[Begin Entries shown]
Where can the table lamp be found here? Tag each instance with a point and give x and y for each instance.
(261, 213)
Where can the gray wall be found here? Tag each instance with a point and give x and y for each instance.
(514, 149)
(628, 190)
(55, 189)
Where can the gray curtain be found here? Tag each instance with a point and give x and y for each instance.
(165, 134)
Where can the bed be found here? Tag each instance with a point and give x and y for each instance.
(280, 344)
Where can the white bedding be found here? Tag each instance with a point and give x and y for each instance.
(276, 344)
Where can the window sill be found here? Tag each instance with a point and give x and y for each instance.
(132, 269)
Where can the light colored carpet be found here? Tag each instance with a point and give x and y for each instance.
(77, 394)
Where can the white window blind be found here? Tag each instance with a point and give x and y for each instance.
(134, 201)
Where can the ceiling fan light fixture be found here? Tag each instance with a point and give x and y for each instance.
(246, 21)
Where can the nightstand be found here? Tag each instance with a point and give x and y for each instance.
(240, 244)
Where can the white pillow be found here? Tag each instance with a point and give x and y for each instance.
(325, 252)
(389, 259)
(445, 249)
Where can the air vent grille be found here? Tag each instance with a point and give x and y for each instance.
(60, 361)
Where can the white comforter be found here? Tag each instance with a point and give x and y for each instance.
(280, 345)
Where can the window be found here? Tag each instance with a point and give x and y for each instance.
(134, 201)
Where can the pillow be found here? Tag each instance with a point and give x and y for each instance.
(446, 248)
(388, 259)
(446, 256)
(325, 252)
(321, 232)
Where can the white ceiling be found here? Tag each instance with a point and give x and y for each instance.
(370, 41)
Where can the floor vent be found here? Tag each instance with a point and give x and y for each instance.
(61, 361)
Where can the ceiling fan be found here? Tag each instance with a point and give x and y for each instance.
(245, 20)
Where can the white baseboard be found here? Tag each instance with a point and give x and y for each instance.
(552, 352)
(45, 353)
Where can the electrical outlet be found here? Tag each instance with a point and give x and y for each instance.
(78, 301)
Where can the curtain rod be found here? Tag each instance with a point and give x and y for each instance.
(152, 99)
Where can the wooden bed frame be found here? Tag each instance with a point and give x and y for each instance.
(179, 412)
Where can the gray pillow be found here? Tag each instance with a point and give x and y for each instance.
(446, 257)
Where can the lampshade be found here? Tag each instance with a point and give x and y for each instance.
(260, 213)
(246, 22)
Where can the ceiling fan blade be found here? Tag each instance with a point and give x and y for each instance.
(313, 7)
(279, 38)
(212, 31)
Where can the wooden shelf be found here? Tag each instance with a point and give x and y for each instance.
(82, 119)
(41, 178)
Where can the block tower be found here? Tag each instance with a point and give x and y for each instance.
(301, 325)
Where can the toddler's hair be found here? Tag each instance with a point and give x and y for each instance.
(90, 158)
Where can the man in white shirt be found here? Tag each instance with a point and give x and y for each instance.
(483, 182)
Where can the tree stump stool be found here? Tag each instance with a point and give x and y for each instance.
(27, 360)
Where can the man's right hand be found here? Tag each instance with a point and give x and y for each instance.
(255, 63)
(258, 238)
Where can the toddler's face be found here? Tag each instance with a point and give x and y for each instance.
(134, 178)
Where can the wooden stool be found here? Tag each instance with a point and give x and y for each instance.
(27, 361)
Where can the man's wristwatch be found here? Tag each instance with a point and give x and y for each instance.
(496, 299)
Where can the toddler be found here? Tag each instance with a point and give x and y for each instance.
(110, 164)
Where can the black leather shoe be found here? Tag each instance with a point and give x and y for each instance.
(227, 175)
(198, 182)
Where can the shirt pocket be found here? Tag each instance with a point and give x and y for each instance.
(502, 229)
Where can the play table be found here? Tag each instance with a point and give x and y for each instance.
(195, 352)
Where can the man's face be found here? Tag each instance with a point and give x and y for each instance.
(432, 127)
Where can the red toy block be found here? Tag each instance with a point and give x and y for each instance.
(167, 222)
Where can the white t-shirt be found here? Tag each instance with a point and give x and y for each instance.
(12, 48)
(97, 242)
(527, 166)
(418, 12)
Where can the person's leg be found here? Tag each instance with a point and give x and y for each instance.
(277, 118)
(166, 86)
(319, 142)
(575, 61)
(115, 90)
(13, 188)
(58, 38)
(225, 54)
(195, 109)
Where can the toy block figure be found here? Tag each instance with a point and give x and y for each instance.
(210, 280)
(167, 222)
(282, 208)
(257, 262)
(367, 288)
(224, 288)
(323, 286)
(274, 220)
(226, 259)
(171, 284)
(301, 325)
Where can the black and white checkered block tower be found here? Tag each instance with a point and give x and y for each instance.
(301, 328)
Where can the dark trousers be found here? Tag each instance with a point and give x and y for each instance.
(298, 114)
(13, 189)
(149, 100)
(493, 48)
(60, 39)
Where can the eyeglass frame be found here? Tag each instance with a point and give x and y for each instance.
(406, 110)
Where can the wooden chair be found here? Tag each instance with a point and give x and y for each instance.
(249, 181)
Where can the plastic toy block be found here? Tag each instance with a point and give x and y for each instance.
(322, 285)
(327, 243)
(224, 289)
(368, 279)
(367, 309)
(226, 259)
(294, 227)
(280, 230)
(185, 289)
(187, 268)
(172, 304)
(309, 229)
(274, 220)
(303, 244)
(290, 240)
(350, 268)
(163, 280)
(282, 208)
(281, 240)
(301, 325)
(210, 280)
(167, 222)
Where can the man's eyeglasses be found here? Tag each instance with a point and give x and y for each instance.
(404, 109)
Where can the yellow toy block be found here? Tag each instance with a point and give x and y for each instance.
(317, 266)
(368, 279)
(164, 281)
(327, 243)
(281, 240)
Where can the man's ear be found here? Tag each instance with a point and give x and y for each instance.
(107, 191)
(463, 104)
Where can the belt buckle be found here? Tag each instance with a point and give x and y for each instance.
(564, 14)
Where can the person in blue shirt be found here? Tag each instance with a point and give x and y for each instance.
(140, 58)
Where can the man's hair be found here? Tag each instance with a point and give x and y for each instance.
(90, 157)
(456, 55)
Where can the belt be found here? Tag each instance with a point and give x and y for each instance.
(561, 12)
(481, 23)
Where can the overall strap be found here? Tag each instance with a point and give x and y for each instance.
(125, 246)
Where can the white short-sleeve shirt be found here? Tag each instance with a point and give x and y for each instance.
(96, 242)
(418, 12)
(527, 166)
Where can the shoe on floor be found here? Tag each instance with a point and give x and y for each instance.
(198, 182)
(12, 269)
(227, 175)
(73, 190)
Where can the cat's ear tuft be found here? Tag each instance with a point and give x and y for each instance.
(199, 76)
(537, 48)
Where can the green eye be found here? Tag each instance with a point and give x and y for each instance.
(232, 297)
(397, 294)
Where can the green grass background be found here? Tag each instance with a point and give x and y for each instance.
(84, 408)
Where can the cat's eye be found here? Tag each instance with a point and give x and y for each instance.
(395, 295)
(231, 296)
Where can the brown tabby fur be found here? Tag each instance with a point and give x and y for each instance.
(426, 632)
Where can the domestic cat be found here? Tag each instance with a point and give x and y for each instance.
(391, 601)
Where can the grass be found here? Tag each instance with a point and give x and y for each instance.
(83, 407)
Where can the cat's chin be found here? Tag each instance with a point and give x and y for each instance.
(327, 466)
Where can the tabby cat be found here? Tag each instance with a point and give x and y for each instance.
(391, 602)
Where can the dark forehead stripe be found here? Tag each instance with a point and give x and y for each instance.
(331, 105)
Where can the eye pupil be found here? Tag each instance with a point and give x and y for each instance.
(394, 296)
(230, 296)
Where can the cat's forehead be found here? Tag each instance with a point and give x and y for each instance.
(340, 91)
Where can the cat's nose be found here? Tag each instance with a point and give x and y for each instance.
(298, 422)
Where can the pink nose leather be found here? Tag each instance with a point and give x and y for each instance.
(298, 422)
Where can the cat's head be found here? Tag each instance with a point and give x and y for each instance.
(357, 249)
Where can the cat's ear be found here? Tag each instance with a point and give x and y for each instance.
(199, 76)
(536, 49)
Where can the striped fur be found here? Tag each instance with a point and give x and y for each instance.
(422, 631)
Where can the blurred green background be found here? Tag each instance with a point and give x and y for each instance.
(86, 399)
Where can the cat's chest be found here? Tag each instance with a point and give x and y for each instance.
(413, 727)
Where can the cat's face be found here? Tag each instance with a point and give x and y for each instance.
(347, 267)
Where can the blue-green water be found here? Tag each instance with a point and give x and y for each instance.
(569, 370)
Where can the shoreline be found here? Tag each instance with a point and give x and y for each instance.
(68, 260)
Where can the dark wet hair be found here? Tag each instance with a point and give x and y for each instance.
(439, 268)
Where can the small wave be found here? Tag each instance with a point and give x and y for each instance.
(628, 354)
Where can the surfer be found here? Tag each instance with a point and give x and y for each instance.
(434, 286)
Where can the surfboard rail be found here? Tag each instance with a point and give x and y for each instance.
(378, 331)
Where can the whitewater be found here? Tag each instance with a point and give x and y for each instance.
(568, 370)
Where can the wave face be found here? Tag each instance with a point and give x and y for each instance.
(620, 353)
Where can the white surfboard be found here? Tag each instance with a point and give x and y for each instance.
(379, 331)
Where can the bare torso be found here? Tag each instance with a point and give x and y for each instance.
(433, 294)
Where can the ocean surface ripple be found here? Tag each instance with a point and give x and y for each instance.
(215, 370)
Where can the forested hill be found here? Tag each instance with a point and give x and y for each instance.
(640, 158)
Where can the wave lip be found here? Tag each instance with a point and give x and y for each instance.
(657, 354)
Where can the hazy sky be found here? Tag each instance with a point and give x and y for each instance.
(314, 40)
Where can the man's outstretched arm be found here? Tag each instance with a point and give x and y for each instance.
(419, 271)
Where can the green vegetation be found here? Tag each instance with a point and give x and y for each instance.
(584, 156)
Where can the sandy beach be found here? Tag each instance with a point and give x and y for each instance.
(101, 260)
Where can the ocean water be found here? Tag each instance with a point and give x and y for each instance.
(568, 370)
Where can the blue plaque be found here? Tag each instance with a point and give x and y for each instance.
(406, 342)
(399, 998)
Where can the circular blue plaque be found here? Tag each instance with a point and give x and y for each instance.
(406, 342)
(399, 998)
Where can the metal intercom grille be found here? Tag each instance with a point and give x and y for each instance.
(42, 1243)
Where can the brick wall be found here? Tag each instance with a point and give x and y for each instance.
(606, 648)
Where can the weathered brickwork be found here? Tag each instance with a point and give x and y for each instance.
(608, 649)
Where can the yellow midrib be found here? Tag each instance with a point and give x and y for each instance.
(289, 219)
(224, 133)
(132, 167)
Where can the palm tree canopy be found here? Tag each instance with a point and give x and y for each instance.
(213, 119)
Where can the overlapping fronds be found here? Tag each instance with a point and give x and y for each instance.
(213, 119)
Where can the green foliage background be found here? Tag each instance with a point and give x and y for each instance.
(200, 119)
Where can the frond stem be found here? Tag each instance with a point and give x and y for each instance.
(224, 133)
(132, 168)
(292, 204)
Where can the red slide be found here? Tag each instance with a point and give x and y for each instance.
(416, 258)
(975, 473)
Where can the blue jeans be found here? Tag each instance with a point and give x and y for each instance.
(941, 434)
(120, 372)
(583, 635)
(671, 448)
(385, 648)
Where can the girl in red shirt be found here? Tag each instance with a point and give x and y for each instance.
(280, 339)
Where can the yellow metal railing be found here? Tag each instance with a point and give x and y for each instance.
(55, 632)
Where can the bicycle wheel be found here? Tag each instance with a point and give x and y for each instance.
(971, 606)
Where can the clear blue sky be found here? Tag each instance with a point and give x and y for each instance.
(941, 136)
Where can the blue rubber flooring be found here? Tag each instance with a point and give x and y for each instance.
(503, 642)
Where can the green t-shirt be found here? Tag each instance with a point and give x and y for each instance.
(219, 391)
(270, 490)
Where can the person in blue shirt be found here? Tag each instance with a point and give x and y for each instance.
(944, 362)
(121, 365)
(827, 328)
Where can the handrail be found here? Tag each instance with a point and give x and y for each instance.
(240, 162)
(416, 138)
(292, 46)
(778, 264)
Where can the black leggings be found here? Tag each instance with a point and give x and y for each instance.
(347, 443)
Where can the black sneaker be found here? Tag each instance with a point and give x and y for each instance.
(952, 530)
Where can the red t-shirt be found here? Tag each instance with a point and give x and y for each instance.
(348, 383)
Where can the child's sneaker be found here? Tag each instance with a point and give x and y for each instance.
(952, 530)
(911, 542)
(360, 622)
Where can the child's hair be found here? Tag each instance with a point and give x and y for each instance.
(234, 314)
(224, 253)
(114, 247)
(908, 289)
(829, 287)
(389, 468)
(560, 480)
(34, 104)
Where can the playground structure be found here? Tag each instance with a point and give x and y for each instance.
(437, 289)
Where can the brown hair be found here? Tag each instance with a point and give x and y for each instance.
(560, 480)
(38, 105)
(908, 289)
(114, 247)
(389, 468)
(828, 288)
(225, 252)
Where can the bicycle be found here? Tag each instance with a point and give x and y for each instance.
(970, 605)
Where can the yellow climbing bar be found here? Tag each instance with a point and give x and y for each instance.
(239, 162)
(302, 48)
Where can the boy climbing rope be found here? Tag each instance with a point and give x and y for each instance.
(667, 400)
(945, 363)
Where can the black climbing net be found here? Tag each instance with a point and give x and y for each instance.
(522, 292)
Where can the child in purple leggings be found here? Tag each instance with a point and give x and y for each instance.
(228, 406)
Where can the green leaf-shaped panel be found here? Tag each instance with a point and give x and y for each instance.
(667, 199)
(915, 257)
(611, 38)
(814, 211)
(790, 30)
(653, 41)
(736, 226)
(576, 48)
[End Entries shown]
■ **Your instructions**: Give back exactly the lines from the line containing "Where can the handrail" to the end of the entries, and no other lines.

■ **Complete response**:
Where can the handrail be found here? Tag each instance with a point and give x and y for each instance.
(240, 162)
(416, 138)
(292, 46)
(778, 264)
Where can the black leggings be found here? Tag each instance with a point and give x and y for each instance.
(347, 443)
Where can the black sneaker be found here? Tag each instance with a point and give x and y for each instance.
(952, 530)
Where can the red t-shirt be found here? Tag each instance with a point and give x and y for each instance.
(348, 383)
Where can the child's sneaker be found here? Tag each instance with a point and give x and y for each instance.
(952, 530)
(911, 542)
(360, 622)
Where can the child's hair be found here? Tag each instance with a point and give x and y for each instance.
(234, 314)
(224, 253)
(114, 247)
(908, 289)
(829, 287)
(389, 468)
(560, 480)
(34, 104)
Where can the playground structure be found here? Tag each instance with a point and give x and y for each instance.
(437, 289)
Where can the brown hair be found here? Tag each instance with a point and give x and y for each instance.
(560, 480)
(38, 105)
(908, 289)
(114, 247)
(389, 468)
(828, 288)
(225, 252)
Where can the bicycle be found here? Tag each instance with a point and give x and y for each instance.
(970, 605)
Where can the yellow climbing bar be found here? Tag each instance with a point and give x and y for each instance.
(239, 162)
(302, 48)
Where can the boy climbing rope be found here? Tag each instance with a point and give x and y for each instance.
(667, 400)
(945, 363)
Where can the black climbing net be found here? Tag each instance with a point and give x and y for each instance.
(522, 292)
Where can the child in purple leggings be found here? Tag each instance with a point and give x and y for each instance.
(228, 406)
Where can the green leaf-shaped panel be found here? Tag each instance with a point and give x and y for each instance.
(667, 199)
(915, 257)
(611, 38)
(814, 211)
(790, 30)
(653, 41)
(736, 226)
(576, 48)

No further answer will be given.